• **TASK**:
Copy out every line below that contains the word "oven", matching case exactly.

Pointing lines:
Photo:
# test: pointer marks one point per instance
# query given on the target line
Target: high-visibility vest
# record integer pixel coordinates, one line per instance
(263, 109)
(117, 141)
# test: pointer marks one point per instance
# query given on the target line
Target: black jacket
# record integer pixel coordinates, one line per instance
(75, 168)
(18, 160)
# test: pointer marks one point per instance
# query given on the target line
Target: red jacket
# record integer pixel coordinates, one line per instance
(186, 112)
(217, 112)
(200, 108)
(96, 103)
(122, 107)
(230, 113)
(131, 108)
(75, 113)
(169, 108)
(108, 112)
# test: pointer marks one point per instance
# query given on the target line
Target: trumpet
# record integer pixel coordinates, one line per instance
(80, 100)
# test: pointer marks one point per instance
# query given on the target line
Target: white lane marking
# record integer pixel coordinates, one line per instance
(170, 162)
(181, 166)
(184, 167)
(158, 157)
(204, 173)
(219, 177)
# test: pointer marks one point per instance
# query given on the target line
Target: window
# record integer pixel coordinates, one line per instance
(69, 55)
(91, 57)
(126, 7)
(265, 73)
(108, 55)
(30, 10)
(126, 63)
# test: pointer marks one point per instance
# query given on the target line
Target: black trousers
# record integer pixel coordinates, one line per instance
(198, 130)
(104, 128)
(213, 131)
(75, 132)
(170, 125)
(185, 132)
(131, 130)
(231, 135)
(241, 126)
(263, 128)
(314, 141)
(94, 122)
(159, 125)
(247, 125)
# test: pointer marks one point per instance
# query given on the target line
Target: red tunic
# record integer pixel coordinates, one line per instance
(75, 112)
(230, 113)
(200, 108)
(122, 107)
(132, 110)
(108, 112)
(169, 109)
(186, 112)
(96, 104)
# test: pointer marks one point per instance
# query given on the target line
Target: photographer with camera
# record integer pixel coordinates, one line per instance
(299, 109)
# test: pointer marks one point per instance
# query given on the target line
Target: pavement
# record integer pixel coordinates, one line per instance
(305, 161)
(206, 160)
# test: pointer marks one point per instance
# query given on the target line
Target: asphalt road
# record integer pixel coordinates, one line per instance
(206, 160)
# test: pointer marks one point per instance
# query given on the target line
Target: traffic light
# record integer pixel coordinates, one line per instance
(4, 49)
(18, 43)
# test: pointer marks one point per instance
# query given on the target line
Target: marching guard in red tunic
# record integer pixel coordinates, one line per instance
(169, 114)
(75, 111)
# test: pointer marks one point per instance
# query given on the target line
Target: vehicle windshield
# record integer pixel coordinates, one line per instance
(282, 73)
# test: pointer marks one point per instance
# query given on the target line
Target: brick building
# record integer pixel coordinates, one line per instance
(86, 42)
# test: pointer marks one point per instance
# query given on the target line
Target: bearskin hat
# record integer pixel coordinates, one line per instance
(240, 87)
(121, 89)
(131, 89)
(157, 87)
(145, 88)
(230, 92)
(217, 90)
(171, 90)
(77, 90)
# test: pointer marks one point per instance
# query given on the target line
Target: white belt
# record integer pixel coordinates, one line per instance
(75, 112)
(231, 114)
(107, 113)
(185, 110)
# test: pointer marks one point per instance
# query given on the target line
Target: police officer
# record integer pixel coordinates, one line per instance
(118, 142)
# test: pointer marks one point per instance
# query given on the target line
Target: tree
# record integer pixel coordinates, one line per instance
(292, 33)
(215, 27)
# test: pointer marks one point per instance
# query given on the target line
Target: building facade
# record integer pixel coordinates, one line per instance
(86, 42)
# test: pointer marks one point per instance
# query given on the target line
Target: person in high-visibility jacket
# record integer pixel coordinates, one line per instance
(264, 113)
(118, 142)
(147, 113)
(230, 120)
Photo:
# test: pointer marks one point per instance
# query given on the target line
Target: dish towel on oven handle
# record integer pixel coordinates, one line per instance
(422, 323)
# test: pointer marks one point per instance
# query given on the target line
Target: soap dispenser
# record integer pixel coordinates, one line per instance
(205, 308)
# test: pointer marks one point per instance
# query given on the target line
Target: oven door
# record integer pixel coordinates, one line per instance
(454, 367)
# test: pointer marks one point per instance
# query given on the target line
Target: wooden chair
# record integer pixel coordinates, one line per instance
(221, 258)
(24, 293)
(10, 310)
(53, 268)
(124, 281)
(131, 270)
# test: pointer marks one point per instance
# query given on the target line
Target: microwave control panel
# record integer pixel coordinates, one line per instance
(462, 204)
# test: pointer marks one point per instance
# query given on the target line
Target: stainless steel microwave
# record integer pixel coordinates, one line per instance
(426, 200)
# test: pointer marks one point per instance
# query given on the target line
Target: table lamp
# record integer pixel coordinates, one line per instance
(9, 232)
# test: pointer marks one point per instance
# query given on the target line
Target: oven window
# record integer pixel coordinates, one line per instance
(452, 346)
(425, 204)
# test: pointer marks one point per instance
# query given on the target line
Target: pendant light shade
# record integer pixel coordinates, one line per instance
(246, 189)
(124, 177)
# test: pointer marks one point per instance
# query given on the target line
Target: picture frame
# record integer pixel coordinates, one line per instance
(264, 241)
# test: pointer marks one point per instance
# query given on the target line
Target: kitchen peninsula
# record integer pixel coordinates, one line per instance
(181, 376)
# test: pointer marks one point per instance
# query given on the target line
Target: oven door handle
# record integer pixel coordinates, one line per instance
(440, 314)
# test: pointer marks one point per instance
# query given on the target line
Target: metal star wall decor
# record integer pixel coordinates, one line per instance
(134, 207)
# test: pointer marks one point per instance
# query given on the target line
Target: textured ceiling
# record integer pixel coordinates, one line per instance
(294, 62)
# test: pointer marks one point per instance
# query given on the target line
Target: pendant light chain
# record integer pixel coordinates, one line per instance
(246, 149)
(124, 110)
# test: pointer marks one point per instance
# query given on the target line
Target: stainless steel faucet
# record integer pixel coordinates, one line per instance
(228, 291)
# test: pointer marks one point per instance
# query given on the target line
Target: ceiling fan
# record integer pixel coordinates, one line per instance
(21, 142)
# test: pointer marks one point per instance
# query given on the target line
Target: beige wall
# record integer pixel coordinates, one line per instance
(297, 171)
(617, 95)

• **RIGHT ANSWER**:
Target: dish towel on oven handle
Target: oven door
Target: oven window
Target: oven door handle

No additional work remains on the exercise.